* _Task to complete_
From the listing below, copy only the lines from the line that contains "fan in the photo above." to the line that contains "Front: indicate one pin on every instance of the white ceiling", counting those two lines as part of the copy.

== Recorded data

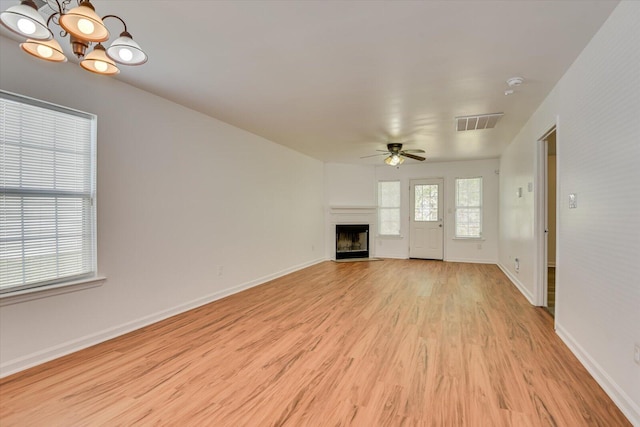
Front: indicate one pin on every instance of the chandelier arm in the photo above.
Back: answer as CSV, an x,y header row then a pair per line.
x,y
118,18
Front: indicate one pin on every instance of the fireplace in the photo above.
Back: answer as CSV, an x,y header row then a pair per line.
x,y
352,241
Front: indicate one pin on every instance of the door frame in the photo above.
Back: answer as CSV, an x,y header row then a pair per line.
x,y
442,211
540,216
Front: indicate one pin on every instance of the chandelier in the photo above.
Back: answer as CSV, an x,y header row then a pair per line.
x,y
83,26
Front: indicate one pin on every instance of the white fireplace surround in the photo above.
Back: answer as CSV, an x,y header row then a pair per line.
x,y
346,215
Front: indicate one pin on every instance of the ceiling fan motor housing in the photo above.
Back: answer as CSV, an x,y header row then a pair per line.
x,y
394,147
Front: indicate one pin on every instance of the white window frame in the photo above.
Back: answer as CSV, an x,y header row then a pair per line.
x,y
395,208
468,206
65,282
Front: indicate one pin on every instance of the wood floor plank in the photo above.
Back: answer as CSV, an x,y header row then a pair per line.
x,y
391,343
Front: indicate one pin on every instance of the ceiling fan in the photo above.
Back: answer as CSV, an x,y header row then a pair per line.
x,y
396,154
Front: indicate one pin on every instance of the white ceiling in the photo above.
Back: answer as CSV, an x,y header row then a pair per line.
x,y
337,79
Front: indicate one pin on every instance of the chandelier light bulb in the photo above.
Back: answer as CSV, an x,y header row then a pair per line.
x,y
44,51
125,54
86,26
100,66
26,26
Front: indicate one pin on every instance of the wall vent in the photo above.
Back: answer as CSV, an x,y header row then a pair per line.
x,y
478,122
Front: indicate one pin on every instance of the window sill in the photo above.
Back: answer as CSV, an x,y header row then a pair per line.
x,y
49,291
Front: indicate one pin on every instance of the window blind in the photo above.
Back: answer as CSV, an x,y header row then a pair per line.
x,y
468,207
47,194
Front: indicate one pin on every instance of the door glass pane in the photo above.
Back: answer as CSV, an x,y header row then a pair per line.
x,y
426,202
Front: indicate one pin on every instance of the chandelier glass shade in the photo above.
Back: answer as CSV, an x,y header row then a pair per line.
x,y
98,62
83,26
49,50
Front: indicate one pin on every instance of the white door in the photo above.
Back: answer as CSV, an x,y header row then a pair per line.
x,y
426,233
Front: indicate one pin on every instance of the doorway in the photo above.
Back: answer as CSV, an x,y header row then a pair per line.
x,y
548,212
426,225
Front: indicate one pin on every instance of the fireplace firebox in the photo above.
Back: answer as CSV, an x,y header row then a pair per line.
x,y
352,241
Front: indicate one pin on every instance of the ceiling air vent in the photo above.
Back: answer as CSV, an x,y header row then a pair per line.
x,y
481,121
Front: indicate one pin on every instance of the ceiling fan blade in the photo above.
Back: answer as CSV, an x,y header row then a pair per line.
x,y
411,156
374,155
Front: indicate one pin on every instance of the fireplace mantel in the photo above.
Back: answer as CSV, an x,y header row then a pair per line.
x,y
345,214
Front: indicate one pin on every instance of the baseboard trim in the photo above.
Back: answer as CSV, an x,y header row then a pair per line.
x,y
524,291
628,407
471,261
37,358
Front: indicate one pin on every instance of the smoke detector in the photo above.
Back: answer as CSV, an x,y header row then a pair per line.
x,y
515,81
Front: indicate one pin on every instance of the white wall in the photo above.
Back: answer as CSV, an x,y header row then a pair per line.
x,y
348,186
180,195
596,105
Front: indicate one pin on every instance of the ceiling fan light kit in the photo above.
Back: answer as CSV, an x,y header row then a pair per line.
x,y
83,26
396,155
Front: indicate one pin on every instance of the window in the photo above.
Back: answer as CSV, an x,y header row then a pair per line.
x,y
47,194
469,207
389,208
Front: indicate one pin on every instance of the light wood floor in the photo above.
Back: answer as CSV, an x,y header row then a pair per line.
x,y
391,343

====

* _Result below_
Front: indicate one pin on every instance of the ceiling fan in the photo above.
Back: answer as CSV, an x,y header row then a pair per line.
x,y
396,154
Front: indicate one pin on every instance of the white ceiling in the photo above.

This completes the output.